DATA EXTRACT:

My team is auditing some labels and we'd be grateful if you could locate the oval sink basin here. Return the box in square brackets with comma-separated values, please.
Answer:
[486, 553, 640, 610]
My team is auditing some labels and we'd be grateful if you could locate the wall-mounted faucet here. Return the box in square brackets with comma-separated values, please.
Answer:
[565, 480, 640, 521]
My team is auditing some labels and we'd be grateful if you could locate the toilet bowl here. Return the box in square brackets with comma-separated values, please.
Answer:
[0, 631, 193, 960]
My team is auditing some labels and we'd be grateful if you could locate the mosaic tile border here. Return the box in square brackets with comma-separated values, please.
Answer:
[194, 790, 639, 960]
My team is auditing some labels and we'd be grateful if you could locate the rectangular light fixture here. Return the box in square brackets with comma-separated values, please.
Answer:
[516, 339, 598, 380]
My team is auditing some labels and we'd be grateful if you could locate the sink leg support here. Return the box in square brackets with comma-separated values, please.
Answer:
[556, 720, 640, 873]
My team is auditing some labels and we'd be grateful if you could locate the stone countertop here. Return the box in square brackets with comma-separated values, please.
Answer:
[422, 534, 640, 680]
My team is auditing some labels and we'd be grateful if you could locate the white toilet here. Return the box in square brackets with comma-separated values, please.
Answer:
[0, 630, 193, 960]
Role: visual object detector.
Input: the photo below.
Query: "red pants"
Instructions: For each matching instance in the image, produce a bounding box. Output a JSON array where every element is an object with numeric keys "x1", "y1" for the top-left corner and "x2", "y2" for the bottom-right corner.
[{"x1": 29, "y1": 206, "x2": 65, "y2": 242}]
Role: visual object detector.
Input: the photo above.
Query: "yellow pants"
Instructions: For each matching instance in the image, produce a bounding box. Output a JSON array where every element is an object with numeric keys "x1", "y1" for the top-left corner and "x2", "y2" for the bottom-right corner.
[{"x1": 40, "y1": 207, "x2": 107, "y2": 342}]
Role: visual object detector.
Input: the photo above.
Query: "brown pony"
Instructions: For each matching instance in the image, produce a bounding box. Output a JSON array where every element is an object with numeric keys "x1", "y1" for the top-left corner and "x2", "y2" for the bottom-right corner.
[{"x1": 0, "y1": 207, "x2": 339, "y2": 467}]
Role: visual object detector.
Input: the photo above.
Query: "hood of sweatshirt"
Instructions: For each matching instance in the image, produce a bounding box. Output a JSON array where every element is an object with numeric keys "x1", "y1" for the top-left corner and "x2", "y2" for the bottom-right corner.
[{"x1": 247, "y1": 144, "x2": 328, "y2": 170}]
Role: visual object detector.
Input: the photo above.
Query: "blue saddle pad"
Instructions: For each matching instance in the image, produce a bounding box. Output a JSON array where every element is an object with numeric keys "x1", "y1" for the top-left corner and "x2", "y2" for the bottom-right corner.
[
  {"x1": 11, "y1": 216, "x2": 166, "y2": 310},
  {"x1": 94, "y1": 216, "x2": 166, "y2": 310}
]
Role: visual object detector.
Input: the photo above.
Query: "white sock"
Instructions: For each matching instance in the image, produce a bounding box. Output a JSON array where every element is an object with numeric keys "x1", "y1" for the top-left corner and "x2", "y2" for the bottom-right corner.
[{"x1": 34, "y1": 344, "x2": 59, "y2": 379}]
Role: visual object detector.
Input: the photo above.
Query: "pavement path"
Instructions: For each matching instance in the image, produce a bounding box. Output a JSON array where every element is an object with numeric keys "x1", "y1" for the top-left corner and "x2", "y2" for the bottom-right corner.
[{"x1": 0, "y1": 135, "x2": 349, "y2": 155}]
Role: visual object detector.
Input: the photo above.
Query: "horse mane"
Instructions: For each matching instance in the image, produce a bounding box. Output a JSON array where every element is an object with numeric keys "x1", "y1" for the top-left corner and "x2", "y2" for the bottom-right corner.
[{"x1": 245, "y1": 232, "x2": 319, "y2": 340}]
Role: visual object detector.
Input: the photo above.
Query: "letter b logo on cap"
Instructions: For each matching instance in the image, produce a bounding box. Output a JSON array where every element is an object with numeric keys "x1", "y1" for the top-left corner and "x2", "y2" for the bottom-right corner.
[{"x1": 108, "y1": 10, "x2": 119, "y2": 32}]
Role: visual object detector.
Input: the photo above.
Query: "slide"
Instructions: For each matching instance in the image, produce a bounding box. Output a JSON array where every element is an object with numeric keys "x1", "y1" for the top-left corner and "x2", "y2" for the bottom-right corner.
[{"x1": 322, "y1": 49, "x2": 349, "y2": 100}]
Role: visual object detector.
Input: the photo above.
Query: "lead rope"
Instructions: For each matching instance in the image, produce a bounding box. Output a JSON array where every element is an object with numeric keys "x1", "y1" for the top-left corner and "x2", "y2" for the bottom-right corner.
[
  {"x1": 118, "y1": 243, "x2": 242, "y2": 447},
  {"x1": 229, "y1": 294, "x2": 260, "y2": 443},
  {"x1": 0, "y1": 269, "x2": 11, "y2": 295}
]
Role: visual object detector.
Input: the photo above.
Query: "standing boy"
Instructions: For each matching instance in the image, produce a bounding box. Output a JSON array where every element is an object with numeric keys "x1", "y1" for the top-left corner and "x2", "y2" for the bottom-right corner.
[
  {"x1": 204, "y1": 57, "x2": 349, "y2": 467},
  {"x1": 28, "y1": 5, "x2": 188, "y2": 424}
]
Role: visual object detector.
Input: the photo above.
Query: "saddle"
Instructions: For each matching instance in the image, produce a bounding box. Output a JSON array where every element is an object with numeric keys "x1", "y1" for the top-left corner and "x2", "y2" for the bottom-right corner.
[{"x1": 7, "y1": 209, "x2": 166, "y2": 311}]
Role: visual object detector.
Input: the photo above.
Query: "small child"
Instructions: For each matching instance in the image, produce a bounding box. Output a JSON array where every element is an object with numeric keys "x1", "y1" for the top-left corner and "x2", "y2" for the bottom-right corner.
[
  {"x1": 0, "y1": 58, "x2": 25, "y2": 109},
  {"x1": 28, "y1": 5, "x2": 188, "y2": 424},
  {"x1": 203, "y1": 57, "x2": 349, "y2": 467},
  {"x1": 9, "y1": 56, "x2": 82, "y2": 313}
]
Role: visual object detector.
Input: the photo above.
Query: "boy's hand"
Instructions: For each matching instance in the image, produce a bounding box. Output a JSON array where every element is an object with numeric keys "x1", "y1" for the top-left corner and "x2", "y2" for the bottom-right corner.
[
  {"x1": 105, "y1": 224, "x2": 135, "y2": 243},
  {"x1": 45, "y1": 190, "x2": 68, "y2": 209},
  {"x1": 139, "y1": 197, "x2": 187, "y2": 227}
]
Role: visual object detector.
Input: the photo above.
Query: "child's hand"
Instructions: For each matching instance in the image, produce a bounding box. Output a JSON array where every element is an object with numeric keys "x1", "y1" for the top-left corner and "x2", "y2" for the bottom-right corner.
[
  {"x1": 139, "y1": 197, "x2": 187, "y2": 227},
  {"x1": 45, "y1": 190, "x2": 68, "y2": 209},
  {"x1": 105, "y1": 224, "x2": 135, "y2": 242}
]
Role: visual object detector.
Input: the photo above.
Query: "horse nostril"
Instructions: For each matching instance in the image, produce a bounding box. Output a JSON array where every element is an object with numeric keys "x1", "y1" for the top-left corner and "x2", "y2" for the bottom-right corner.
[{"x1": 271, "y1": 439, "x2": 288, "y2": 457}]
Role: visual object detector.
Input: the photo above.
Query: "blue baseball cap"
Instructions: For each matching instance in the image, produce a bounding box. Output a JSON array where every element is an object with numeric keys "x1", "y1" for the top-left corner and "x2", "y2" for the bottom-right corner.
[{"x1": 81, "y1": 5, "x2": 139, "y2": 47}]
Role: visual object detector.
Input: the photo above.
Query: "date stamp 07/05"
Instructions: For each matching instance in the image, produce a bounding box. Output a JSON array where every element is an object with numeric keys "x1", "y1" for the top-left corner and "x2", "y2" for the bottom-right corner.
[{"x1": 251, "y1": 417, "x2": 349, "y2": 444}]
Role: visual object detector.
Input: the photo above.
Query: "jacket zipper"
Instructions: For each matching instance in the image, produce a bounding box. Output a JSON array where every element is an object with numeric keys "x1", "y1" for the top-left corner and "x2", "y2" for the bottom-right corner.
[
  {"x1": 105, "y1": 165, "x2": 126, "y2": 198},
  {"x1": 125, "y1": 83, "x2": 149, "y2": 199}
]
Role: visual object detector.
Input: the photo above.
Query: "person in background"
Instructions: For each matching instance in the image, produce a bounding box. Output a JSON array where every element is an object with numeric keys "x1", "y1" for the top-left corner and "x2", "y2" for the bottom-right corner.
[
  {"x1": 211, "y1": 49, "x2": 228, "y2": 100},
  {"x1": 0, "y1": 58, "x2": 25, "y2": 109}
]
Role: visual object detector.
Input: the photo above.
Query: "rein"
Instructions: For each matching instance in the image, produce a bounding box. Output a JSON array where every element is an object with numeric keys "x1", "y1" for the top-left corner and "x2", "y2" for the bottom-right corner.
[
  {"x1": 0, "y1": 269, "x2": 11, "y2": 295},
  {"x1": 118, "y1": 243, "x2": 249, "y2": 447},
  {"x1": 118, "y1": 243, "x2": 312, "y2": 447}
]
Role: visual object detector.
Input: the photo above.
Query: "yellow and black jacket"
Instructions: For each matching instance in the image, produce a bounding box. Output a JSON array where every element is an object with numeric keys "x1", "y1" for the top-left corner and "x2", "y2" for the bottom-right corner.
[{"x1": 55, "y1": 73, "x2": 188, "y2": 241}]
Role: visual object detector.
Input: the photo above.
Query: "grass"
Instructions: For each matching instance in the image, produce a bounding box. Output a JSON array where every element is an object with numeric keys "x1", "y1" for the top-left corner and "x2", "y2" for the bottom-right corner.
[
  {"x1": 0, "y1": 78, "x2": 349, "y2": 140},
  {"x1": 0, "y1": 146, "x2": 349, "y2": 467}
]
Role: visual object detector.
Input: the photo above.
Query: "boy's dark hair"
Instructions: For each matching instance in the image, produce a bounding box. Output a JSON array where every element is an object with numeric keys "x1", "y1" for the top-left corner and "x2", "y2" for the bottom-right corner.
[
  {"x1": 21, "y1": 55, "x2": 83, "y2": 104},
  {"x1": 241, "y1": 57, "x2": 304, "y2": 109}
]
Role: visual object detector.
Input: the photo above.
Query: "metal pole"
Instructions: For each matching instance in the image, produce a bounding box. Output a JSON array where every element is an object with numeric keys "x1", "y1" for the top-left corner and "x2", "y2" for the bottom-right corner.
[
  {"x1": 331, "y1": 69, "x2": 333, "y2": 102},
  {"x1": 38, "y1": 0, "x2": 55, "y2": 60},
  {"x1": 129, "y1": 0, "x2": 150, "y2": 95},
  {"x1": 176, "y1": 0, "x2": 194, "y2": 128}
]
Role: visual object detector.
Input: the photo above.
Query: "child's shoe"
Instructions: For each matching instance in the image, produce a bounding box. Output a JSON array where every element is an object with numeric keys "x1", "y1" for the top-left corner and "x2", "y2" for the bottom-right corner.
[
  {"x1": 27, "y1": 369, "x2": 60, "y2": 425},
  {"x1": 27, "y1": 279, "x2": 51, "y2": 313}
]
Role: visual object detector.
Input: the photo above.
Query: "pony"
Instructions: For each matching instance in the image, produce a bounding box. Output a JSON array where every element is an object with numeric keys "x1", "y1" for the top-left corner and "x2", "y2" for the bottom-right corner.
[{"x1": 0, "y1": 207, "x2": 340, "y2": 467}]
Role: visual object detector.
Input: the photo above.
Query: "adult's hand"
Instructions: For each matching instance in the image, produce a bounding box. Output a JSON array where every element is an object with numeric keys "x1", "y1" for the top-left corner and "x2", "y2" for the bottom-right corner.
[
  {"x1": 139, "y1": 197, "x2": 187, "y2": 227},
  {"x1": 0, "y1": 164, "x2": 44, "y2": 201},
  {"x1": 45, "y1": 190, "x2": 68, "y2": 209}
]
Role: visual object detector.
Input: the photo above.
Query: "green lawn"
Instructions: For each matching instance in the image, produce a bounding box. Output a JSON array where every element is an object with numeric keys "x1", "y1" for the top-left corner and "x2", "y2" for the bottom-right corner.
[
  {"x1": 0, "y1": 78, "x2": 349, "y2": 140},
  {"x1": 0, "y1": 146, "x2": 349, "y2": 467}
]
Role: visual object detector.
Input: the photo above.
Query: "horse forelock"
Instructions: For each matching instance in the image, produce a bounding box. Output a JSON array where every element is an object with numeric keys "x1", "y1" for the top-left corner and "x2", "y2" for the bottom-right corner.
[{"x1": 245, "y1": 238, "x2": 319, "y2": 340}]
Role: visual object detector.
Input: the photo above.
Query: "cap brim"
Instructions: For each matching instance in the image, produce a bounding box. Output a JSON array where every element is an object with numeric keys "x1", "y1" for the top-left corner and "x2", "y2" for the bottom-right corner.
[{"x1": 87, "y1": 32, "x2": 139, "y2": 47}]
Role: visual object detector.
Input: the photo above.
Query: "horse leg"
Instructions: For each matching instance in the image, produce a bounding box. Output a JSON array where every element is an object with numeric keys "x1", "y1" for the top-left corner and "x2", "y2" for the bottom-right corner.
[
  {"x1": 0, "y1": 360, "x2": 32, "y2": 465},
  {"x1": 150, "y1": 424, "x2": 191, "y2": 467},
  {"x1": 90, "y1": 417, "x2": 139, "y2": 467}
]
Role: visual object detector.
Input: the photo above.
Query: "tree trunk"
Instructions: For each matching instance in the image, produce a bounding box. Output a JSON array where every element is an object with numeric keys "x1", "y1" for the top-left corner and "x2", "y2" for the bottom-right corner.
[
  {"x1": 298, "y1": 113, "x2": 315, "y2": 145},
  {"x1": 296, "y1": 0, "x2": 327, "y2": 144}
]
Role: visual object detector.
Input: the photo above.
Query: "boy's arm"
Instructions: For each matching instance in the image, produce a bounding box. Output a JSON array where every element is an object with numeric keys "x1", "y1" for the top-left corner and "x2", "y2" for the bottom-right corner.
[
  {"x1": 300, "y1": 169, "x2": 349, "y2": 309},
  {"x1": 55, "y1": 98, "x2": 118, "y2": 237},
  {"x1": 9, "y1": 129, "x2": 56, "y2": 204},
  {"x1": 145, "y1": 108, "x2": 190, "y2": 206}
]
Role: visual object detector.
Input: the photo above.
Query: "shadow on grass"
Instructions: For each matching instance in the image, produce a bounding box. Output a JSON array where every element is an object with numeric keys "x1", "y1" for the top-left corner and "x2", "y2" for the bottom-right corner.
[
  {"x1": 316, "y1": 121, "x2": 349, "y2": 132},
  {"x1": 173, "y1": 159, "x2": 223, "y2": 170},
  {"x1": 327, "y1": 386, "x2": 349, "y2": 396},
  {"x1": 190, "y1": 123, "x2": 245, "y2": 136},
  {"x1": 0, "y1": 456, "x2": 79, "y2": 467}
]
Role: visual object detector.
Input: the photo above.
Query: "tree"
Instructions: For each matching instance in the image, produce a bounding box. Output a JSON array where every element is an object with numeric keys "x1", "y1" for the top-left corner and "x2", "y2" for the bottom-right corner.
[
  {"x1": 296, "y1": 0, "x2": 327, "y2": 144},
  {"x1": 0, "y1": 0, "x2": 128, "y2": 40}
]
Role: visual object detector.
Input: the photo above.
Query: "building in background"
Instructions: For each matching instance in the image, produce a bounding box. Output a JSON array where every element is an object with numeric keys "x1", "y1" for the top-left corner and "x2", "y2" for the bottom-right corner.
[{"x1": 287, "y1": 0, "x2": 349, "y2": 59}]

SHORT PROBLEM: From the rows above, copy word for word the lines beginning with the one that contains "locate the toilet" and ending after the one that contains "[556, 720, 640, 873]".

FINISHED ANSWER:
My team is auditing some labels and we'd be grateful if you could locate the toilet bowl here. Return the box in square brackets with comma-separated values, please.
Answer:
[0, 631, 193, 960]
My team is auditing some labels and we'd be grateful if you could locate the mosaic tile border here. Return the box in square brackets with comma-separated values, please.
Answer:
[194, 790, 639, 960]
My team is auditing some labels and we'd be grateful if you could locate the rectangular light fixture here. Return the box in square brackets with comma-separated values, please.
Answer:
[516, 339, 598, 380]
My team is auditing some labels and we'd be grateful if you could locate the sink leg support here. Return the box in square brackets with comma-separated values, please.
Answer:
[556, 720, 640, 873]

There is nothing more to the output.